• SET TASKS:
A. Using the Logic2Text summary, explain in one to three sentences why the work is described as incremental.
B. According to the Logic2Text summary, how many descriptions does the dataset contain?
C. Pick up the Logic2Text summary after its final sentence and write the next few sentences.

• SOURCE EXCERPT:
◆ ◆ ◆
Logic2Text: High-Fidelity Natural Language Generation from Logical Forms
This addresses the need for advanced NLG systems that can produce faithful and human-like descriptions from logical inferences in domains like data analysis, though it is incremental as it builds on existing NLG methods with a new dataset.
The paper tackles the problem of generating natural language from complex structured data like multi-row tables by introducing a dataset called Logic2Text with 10,753 descriptions paired with logical forms, enabling controllable and high-fidelity text generation.
◆ ◆ ◆
• EXTRACTED DATA:
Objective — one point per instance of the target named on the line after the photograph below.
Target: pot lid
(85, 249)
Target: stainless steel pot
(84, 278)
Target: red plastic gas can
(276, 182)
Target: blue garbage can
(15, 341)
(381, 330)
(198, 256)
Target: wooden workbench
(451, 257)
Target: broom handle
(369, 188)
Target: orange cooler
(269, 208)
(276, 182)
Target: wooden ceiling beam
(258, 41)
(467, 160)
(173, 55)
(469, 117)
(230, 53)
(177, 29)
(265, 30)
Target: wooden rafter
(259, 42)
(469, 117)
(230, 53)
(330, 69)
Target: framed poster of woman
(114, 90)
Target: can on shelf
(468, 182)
◆ ◆ ◆
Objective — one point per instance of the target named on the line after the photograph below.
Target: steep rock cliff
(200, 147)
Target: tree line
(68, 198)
◆ ◆ ◆
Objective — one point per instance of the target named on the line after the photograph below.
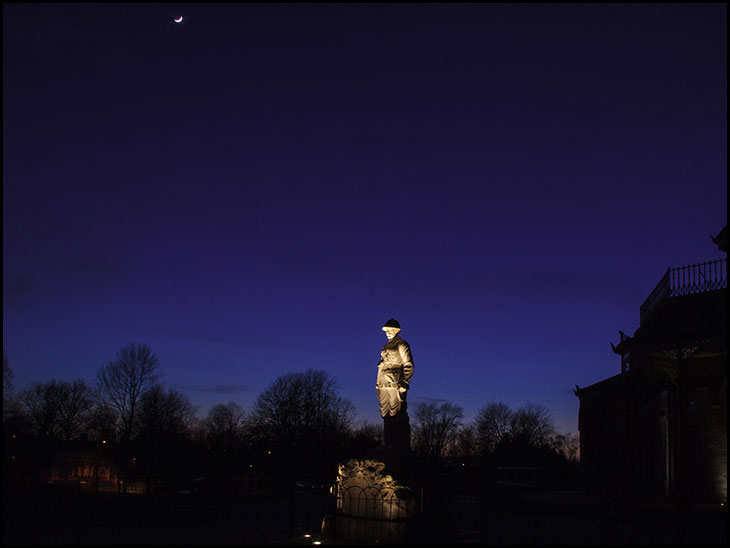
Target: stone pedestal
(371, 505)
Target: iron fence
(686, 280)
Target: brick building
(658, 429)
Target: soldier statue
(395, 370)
◆ ◆ ◆
• RESULTS BY TASK:
A. It is described as incremental because it builds on existing NLG methods and adds a new dataset.

B. It contains 10,753 descriptions paired with logical forms.

C.
Previous works on Natural Language Generation (NLG) from structured data have primarily focused on surface-level descriptions of record sequences. However, for complex structured data, e.g., multi-row tables, it is often desirable for an NLG system to describe interesting facts from logical inferences across records. If only provided with the table, it is hard for existing models to produce controllable and high-fidelity logical generations. In this work, we formulate logical level NLG as generation from logical forms in order to obtain controllable, high-fidelity, and faithful generations. We present a new large-scale dataset, \textsc{Logic2Text}, with 10,753 descriptions involving common logic types paired with the underlying logical forms. The logical forms show diversified graph structure of free schema, which poses great challenges on the model's ability to understand the semantics. We experiment on (1) Fully-supervised training with the full datasets, and (2) Few-shot setting, provided with hundreds of paired examples; We compare several popular generation models and analyze their performances. We hope our dataset can encourage research towards building an advanced NLG system capable of natural, faithful, and human-like generation. The dataset and code are available at https://github.com/czyssrs/Logic2Text.